Traduci in inglese questa frase dell'estratto sulla posta degli internati militari italiani: «La corrispondenza degli internati militari italiani inizia dopo la cattura seguita all’armistizio dell’8 settembre 1943.»

- Estratto del documento:
--
La corrispondenza degli internati militari italiani inizia dopo la cattura seguita all’armistizio dell’8 settembre 1943. Le prime forme di comunicazione sono dei biglietti scritti velocemente e lanciati spesso dai treni.
Durante il lungo viaggio che portava ai campi di internamento tedeschi, infatti, i militari prigionieri affidavano, quando se ne presentava l’occasione, un messaggio a un contatto fortuito, al fine di far pervenire le proprie notizie ai familiari: brevi frasi scritte con l’unico scopo di rassicurare le famiglie sulle proprie condizioni.
Messaggio affidato ad un contatto fortuito per informare la famiglia. |
Le prime cartoline inviate dai luoghi di prigionia erano costituite da moduli prestampati della Croce Rossa Internazionale o degli Stalag che riportavano i dati assegnati ad ogni prigioniero al momento dell’internamento. In alto spiccava la scritta Kriegsefangenenlager camps des prisonniers, a volte accompagnata a fianco dalla nomenclatura dello stalag, stampato o scritto a mano.
--
- Righe salvate:
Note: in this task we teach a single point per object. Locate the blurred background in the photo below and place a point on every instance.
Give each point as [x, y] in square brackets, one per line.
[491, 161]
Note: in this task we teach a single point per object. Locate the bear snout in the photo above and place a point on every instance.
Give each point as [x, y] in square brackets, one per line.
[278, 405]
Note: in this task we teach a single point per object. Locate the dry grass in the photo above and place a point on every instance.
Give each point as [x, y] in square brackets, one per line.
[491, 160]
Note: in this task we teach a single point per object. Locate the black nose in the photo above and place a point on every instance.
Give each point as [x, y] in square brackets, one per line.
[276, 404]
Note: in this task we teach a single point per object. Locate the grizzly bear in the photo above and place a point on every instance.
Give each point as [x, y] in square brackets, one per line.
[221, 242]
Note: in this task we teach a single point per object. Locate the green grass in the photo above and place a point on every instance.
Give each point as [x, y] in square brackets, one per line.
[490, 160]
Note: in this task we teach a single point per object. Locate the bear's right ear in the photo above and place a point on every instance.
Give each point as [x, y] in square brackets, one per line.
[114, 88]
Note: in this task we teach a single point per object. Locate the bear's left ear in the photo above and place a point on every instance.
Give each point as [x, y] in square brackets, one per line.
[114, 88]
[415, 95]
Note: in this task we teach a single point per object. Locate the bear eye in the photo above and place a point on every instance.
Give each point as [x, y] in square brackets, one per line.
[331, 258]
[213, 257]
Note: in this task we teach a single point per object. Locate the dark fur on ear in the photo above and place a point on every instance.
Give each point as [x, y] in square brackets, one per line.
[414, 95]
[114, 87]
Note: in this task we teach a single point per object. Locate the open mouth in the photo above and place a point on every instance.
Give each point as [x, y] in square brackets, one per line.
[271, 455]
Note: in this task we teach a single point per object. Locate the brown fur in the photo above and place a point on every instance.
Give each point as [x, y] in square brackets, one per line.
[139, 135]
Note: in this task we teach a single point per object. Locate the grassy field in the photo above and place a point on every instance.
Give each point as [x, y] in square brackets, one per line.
--
- Risposta:
The correspondence of the Italian military internees begins after the capture that followed the armistice of September 8, 1943.